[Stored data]

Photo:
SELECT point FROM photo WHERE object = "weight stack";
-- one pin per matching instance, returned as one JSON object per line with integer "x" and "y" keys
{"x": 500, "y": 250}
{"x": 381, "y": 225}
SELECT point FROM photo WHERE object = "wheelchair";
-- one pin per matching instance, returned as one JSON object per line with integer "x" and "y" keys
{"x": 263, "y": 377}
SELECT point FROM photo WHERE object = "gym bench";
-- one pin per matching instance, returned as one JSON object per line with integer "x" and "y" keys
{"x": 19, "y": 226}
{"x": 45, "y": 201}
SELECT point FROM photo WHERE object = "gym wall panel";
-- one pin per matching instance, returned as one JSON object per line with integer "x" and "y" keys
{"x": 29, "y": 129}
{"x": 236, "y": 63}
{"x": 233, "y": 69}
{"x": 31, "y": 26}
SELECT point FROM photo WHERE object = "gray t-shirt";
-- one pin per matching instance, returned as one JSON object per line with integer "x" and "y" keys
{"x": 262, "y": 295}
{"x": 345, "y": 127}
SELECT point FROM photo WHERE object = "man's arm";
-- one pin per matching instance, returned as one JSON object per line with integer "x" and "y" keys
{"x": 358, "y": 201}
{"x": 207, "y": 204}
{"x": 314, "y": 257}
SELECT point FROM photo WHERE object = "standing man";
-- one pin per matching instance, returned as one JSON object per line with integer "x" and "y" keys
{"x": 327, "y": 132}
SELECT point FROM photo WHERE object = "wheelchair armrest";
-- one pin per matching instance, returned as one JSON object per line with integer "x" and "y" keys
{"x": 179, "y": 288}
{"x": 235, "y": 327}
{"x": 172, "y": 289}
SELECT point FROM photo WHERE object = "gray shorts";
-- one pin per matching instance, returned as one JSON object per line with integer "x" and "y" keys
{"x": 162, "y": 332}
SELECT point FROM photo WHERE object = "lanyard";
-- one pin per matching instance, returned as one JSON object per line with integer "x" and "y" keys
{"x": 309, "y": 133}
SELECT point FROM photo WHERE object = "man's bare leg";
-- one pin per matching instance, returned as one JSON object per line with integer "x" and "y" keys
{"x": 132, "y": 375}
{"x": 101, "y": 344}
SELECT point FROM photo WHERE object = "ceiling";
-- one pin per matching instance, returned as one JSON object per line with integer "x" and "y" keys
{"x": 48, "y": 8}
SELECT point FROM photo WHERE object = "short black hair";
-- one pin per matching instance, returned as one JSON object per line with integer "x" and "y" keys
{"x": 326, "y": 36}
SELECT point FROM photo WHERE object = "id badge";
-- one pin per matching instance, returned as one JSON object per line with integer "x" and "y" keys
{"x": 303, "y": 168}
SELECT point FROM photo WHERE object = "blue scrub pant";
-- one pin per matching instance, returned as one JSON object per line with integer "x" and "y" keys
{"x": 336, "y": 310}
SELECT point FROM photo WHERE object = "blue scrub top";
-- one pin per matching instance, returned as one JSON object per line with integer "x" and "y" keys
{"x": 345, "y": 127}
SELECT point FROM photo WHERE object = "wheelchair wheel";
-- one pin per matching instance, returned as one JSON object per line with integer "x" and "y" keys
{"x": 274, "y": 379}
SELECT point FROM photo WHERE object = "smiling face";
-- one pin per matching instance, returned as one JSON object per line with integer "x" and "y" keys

#### [Given request]
Give the material above again, word for word.

#### [Final answer]
Photo:
SELECT point FROM photo WHERE object = "weight stack";
-- one pin per matching instance, returned as one JSON object per line with integer "x" and "y" keys
{"x": 500, "y": 250}
{"x": 381, "y": 225}
SELECT point FROM photo WHERE object = "wheelchair";
-- one pin per matching instance, returned as one JSON object per line with integer "x" and "y" keys
{"x": 263, "y": 377}
SELECT point FROM photo WHERE object = "gym bench";
-- one pin per matching instance, returned as one JSON object per line with integer "x" and "y" keys
{"x": 19, "y": 226}
{"x": 45, "y": 201}
SELECT point FROM photo WHERE object = "gym wall panel";
-- one pin per matching instance, returned as one JSON object per line with integer "x" and "y" keys
{"x": 29, "y": 129}
{"x": 236, "y": 63}
{"x": 233, "y": 69}
{"x": 31, "y": 26}
SELECT point FROM photo WHERE object = "gray t-shirt";
-- one pin per matching instance, returned as one JSON object per line with integer "x" and "y" keys
{"x": 262, "y": 295}
{"x": 345, "y": 127}
SELECT point FROM photo WHERE object = "man's arm";
-- one pin per matching instance, returned as one JSON object per line with integer "x" and "y" keys
{"x": 358, "y": 201}
{"x": 207, "y": 204}
{"x": 314, "y": 257}
SELECT point FROM photo WHERE object = "standing man";
-- one pin per matching instance, returned as one JSON object per line with integer "x" and "y" keys
{"x": 327, "y": 132}
SELECT point FROM photo WHERE object = "wheelchair armrest";
-- one pin per matching instance, returned as one JSON object per line with integer "x" and "y" keys
{"x": 179, "y": 288}
{"x": 235, "y": 327}
{"x": 172, "y": 289}
SELECT point FROM photo WHERE object = "gray shorts";
-- one pin per matching instance, returned as one JSON object per line with integer "x" and "y" keys
{"x": 162, "y": 332}
SELECT point FROM photo WHERE object = "lanyard";
-- one pin per matching instance, returned as one JSON object per line with integer "x" and "y" keys
{"x": 309, "y": 133}
SELECT point FROM photo WHERE object = "man's bare leg";
-- one pin per matching instance, returned as one JSON object per line with integer "x" and "y" keys
{"x": 132, "y": 375}
{"x": 101, "y": 344}
SELECT point FROM photo WHERE object = "ceiling";
-- one pin per matching instance, returned as one JSON object per line with integer "x" and "y" keys
{"x": 48, "y": 8}
SELECT point FROM photo WHERE object = "short black hair";
-- one pin per matching instance, returned as one JSON object per line with integer "x" and "y" keys
{"x": 326, "y": 36}
SELECT point FROM photo WHERE object = "id badge";
-- one pin per matching instance, returned as one JSON object per line with integer "x" and "y" keys
{"x": 303, "y": 168}
SELECT point FROM photo WHERE object = "blue scrub pant";
-- one pin per matching instance, returned as one JSON object per line with integer "x" and "y" keys
{"x": 336, "y": 310}
SELECT point FROM photo WHERE object = "blue scrub top";
-- one pin per matching instance, returned as one JSON object per line with integer "x" and "y" keys
{"x": 345, "y": 127}
SELECT point FROM photo WHERE object = "wheelchair wheel";
-- one pin per matching instance, returned as one JSON object per line with integer "x" and "y" keys
{"x": 274, "y": 379}
SELECT point FROM photo WHERE object = "smiling face";
-- one pin per matching instance, returned as one JSON object per line with integer "x" and "y" keys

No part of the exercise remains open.